DO THIS: Reproduce the material below verbatim, starting at its first line and ending with the line containing "point(344, 163)", inclusive.

GIVEN DATA:
========================================

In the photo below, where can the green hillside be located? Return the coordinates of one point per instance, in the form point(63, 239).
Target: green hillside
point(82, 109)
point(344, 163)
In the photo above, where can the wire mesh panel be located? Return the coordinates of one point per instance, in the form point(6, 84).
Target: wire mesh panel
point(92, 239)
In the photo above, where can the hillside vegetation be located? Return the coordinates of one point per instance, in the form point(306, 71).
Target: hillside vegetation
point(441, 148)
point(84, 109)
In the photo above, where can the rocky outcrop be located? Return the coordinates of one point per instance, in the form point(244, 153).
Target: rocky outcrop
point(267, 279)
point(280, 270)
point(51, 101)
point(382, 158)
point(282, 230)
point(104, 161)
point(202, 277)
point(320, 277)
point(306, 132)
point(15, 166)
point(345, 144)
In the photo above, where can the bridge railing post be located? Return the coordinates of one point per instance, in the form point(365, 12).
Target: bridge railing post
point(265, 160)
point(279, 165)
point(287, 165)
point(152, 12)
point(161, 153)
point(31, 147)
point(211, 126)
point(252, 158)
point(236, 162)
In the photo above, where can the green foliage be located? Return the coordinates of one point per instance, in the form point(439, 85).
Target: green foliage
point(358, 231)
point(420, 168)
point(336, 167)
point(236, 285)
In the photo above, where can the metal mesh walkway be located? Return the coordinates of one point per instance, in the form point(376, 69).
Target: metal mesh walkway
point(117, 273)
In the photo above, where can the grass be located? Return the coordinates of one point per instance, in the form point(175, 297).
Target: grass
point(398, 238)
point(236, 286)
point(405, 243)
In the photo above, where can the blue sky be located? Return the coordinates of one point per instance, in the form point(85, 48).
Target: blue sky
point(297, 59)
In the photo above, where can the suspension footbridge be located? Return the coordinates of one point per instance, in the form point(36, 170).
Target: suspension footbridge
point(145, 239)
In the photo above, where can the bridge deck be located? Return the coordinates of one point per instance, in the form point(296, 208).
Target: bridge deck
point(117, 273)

========================================

OUTPUT BELOW:
In the photo below, where can the green hillside be located? Return the coordinates of one point per instance, in the form point(63, 239).
Target: green hillside
point(82, 109)
point(344, 163)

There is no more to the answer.